━━ SOURCE EXCERPT ━━

Ziaire Williams (improved shooting and efficiency after the All-Star break) will surely see a larger role in his second season and his 3-point shooting should be a huge X factor all year. The Grizzlies were the first team in 26 seasons of play-by-play data to finish in the top five in offensive efficiency while ranking in the bottom 10 in effective field goal percentage. They lost one of their four guys who shot the league average or better on at least 100 3-point attempts (Melton) and the one they got back (Green) probably won’t be available all season. Jaren Jackson Jr. wasn’t one of those four guys and now he’ll be (missing games and) coming back from another serious injury.
But if Williams can make some catch-and-shoot looks, if Morant can shoot more like he did after the All-Star break (40.4% from beyond the arc), and if Jackson can find his shot when he returns, the Grizz can better complement all those points in the paint.
2021-22 record: 52-30
Pace: 95.6 (30), OffRtg: 112.5 (14), DefRtg: 109.1 (7), NetRtg: +3.5 (7)
Key addition(s): Christian Wood, JaVale McGee
Key departure(s): Jalen Brunson
Three numbers to know…
- The Mavs took only 43% of their shots, the league’s lowest rate, in the paint. And their effective field goal percentage on shots from outside the paint (50.1%) was below the league average (50.2%).
- Luka Doncic has accounted for two of the three highest postseason usage rates in the 26 years for which we have play-by-play data, 39.1% in 2021 and 38.9% in 2022. Those marks have only been topped by Russell Westbrook’s usage rate of 45.2% in 2017.
Key question: Can they find new sources of offense?
Wood and McGee will help up front. Wood shot 39.7% on catch-and-shoot 3s, being set up by lesser playmakers than Doncic, last season. And the McGee addition gives the Mavs two of the four players – Dwight Powell (1.42) and McGee (1.40) – who scored 1.4 points per possession or better on at least 100 roll-man possessions last season. Doncic pick-and-rolls will remain a pick-your-poison situation for opposing defenses.
But this team lost a lot of off-the-dribble juice with Brunson’s departure. Dallas ranked 29th in paint points and Brunson was second on the team with 600 total. And among 52 guards with at least 500 drives last season, only Chris Paul (58.2%) shot better than Brunson (56.7%) on those drives. The Mavs scored 115.1 points per 100 possessions in 1,691 total minutes (regular season plus playoffs) with Doncic and Brunson on the floor together, but just 109.3 in 1,162 minutes with Doncic on the floor without Brunson.

━━━
━━ DATA ROWS ━━

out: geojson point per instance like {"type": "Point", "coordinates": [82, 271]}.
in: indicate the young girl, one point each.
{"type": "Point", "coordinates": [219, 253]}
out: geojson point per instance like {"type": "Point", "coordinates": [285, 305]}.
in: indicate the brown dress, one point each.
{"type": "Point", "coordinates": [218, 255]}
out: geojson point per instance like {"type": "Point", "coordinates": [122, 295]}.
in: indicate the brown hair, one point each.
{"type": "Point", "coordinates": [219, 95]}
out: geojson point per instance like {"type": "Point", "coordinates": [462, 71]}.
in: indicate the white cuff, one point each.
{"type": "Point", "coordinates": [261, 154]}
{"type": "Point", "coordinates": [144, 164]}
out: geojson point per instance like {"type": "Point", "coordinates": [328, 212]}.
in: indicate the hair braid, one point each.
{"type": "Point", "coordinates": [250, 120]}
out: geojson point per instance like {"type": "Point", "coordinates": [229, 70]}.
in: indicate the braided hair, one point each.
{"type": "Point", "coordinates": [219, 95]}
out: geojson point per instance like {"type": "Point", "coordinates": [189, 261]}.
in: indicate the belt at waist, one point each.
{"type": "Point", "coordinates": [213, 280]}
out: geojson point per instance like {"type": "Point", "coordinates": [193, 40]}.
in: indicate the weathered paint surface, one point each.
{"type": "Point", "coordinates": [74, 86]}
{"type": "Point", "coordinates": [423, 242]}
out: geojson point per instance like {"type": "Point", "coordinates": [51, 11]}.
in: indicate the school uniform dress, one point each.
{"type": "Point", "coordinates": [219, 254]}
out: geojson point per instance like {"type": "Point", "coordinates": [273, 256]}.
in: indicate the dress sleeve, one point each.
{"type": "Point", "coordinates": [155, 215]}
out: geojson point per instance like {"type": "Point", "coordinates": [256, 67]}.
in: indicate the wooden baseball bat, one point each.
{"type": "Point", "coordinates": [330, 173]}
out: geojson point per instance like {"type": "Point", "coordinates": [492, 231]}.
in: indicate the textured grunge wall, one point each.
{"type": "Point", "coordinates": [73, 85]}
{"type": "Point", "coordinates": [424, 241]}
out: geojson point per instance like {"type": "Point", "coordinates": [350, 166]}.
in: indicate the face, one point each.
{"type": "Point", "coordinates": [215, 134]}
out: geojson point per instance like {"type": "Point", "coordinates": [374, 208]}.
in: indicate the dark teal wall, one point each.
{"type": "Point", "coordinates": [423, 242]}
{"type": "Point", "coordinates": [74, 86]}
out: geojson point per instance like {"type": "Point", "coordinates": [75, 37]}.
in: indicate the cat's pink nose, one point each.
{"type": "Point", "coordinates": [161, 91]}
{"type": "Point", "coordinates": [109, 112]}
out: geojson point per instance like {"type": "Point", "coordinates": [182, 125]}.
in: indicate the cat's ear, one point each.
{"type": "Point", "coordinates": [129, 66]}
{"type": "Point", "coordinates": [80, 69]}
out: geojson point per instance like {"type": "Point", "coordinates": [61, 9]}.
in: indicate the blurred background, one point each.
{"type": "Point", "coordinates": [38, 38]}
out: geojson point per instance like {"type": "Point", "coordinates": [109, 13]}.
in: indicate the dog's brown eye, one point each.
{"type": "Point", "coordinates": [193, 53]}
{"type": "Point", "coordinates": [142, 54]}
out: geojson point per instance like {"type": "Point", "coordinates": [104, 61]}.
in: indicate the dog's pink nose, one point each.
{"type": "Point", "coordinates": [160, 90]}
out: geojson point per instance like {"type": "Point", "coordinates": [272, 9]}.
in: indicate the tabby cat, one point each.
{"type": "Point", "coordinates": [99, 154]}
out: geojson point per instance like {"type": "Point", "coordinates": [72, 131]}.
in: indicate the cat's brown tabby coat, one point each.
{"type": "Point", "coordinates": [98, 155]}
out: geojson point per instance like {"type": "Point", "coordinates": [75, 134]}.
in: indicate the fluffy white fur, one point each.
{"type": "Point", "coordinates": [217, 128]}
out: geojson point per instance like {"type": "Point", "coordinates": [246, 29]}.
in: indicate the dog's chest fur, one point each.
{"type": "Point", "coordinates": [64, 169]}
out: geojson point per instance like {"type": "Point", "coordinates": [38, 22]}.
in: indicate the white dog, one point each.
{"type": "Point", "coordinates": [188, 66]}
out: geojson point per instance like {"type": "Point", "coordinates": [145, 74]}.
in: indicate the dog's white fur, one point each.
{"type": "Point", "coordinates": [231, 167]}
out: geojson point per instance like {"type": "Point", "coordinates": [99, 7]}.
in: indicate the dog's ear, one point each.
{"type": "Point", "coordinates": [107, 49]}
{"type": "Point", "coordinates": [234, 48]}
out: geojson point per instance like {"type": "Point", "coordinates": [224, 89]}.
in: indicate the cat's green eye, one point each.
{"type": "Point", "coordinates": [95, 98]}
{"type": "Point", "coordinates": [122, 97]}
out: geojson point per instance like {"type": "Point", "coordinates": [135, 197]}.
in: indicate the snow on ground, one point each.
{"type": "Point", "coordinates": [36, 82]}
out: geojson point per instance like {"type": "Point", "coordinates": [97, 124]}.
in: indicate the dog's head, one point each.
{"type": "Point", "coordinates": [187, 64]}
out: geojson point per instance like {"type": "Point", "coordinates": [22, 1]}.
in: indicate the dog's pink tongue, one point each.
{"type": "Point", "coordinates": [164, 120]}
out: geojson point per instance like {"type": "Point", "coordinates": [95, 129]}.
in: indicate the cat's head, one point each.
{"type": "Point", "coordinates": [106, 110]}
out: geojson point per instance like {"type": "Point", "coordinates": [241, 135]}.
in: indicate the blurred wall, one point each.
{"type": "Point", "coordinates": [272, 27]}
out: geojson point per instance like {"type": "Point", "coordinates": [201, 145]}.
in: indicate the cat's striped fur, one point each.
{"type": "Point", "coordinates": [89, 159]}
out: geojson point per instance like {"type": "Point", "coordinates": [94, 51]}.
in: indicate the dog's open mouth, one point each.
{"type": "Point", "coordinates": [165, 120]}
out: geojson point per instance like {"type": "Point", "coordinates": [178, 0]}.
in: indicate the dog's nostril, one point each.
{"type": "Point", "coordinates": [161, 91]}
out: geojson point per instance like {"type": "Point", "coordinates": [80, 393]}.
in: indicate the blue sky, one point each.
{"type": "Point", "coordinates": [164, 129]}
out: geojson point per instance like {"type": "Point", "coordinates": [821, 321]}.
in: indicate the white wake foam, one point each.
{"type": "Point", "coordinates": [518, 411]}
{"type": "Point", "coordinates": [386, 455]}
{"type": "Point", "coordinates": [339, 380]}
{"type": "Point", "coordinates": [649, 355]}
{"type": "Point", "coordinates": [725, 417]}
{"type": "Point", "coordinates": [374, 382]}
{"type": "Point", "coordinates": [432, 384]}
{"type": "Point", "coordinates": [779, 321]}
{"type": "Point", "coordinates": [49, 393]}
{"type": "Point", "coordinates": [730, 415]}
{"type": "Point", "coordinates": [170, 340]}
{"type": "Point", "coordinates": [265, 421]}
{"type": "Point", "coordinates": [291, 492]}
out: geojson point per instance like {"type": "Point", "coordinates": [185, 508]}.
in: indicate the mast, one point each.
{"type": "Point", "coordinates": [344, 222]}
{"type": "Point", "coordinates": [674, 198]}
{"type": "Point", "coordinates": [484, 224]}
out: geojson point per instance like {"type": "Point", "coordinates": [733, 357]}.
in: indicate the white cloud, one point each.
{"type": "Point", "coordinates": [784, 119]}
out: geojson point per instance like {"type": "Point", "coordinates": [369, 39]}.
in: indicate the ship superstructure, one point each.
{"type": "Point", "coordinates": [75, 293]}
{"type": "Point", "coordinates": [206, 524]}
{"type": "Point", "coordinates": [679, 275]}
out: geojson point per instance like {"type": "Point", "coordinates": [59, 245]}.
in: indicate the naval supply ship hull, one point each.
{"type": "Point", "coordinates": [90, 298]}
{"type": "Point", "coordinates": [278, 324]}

━━━

* EXERCISE TASKS *
A. Decide whether each statement agrees with the basketball preview, and answer yes or no, quoting the words that settle it. (i) The Mavs' effective field goal percentage on shots from outside the paint was above the league average. (ii) Christian Wood shot 39.7% on catch-and-shoot 3s last season. (iii) Brunson led the Mavs in total paint points.
B. Return, word for word, the passage of the basketball preview from "But if Williams" up to and including "NetRtg: +3.5 (7)".

* PER-TASK ANSWERS *
A.
(i) No: "their effective field goal percentage on shots from outside the paint (50.1%) was below the league average (50.2%)"
(ii) Yes: "Wood shot 39.7% on catch-and-shoot 3s"
(iii) No: "Brunson was second on the team with 600 total"

B.
But if Williams can make some catch-and-shoot looks, if Morant can shoot more like he did after the All-Star break (40.4% from beyond the arc), and if Jackson can find his shot when he returns, the Grizz can better complement all those points in the paint.
2021-22 record: 52-30
Pace: 95.6 (30), OffRtg: 112.5 (14), DefRtg: 109.1 (7), NetRtg: +3.5 (7)